Given data
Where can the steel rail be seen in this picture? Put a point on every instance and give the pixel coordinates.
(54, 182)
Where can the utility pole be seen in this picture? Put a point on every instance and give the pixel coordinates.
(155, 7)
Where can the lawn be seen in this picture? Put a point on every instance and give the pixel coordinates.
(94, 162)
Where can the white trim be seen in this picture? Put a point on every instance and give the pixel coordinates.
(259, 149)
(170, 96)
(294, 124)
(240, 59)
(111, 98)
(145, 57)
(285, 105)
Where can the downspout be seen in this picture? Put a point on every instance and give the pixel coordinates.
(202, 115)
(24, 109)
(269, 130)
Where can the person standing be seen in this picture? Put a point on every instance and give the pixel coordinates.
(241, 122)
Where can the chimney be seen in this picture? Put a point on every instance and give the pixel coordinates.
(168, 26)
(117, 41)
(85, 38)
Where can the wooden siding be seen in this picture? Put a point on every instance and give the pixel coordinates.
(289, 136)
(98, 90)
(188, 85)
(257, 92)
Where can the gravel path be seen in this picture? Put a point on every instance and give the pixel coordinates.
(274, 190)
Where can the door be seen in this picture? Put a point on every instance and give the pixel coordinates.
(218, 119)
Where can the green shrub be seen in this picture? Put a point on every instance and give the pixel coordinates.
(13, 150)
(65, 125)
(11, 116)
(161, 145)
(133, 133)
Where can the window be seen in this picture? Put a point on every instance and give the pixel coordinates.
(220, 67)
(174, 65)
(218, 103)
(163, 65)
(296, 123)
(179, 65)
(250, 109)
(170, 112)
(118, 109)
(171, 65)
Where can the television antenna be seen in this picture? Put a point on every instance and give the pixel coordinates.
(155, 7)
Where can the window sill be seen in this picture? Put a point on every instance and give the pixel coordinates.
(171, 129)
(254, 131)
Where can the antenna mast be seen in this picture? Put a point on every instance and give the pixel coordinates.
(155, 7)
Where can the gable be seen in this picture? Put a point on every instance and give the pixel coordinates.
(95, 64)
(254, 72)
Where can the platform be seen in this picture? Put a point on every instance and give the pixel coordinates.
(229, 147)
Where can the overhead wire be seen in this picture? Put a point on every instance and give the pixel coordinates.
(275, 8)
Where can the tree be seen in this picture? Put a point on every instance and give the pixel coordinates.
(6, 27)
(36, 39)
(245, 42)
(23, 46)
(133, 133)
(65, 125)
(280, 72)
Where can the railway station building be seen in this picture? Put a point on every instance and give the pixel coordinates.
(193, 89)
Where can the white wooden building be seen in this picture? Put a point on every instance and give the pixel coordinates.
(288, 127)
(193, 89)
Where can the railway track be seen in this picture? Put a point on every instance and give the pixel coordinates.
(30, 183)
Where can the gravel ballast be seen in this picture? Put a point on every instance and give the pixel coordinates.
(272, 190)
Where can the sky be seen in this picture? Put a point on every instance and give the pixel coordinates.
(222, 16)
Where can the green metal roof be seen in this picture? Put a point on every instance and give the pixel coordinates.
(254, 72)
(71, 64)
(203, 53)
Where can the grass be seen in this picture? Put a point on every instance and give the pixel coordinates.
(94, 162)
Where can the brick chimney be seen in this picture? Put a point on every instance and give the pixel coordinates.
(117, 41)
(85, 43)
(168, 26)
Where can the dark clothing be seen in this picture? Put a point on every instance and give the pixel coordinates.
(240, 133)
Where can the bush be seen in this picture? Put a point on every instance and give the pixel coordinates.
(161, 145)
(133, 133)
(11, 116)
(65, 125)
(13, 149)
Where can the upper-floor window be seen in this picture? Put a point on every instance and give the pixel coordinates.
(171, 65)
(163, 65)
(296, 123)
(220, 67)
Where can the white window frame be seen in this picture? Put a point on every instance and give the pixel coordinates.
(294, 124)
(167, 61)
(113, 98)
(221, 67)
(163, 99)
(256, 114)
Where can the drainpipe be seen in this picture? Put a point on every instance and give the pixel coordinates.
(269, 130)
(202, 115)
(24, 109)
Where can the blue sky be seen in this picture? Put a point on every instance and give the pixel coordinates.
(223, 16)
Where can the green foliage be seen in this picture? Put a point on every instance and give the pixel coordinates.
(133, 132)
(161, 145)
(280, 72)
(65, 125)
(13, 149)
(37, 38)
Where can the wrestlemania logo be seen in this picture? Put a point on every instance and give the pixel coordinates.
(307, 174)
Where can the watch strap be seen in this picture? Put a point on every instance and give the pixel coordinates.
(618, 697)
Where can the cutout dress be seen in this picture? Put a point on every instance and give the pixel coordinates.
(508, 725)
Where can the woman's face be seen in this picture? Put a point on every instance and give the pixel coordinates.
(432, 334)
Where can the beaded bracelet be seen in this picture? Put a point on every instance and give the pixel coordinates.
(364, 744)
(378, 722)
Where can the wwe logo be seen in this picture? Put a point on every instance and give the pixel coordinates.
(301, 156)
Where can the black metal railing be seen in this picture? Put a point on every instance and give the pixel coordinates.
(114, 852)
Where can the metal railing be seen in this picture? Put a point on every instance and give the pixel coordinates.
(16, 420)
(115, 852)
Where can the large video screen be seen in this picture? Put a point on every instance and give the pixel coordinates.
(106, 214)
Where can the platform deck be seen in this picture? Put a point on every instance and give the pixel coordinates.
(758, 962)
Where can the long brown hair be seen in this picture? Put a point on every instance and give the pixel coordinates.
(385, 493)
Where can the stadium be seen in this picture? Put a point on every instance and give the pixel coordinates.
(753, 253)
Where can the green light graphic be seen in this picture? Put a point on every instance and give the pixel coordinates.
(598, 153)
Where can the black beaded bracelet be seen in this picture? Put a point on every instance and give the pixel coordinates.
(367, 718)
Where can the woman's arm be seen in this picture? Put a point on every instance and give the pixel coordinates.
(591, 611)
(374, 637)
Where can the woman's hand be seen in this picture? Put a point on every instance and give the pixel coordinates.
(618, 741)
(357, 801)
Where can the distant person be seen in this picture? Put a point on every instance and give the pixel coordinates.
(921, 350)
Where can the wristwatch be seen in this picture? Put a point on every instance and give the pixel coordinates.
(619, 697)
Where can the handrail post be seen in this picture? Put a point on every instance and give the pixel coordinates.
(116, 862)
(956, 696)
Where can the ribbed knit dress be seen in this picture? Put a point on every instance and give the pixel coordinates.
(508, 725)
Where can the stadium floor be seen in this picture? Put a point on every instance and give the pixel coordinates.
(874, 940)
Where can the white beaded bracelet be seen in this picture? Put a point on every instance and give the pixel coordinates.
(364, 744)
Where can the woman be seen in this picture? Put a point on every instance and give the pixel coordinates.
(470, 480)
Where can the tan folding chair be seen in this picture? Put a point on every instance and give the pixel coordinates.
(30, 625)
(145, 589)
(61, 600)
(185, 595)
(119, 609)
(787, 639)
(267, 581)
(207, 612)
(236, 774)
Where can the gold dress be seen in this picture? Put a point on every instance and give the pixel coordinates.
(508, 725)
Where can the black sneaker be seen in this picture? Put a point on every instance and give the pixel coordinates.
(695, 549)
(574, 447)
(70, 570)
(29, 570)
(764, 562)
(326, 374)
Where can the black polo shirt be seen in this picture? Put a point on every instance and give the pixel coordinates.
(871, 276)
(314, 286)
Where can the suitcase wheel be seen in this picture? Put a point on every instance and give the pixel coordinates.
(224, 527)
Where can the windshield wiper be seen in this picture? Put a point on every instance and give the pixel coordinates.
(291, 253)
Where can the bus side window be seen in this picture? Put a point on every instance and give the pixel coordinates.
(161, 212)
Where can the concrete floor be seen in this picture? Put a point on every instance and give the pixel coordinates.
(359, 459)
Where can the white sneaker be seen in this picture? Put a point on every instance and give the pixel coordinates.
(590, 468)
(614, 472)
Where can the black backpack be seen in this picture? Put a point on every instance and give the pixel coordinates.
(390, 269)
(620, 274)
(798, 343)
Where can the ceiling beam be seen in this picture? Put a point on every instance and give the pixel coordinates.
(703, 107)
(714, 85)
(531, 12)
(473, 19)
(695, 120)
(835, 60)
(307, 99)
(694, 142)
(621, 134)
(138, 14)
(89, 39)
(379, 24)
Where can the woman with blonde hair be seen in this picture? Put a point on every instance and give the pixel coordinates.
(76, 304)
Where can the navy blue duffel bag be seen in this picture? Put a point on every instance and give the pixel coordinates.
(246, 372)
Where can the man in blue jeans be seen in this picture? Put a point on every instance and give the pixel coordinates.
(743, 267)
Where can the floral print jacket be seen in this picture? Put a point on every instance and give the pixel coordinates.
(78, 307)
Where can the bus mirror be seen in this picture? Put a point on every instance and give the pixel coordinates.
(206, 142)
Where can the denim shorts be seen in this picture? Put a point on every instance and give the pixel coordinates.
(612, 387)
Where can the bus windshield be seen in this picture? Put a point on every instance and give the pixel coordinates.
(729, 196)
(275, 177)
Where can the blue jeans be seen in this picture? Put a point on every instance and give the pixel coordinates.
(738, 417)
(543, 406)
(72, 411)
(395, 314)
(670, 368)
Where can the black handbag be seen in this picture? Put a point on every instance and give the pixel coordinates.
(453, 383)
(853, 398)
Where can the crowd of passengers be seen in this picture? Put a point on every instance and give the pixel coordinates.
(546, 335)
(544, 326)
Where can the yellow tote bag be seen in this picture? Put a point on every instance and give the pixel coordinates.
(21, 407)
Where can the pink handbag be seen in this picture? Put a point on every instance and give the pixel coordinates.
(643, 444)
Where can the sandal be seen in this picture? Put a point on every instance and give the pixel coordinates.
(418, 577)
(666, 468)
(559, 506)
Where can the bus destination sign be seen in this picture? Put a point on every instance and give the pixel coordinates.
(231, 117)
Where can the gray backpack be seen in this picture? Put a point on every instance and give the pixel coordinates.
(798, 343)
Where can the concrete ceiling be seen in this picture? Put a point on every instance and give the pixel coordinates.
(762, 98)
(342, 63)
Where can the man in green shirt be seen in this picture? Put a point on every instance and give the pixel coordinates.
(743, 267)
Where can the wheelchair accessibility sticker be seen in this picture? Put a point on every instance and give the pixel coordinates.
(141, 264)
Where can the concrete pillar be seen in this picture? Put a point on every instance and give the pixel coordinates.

Set task
Could you repeat, word for word, the lines of the records above, starting with the one containing "Where can the bus destination" and running through the end of the records, both ends included?

Reply to the task
Where can the bus destination sign be seen in this picture? Put a point on every instance and give the pixel coordinates.
(231, 117)
Where can the gray backpack be seen in this picture? Put a point on every instance and give the pixel coordinates.
(798, 343)
Where can the concrete ceiling be seen in this picture? Put a point on every instance and give the pixel coordinates.
(762, 98)
(342, 63)
Where can the man in green shirt be seen in this picture? Put a point on every instance and give the pixel coordinates.
(743, 267)
Where can the wheelchair accessibility sticker be seen in this picture? Put a point on every instance and give the pixel coordinates.
(141, 264)
Where can the concrete pillar be seen in this picture? Put a point on every instance and give the pixel coordinates.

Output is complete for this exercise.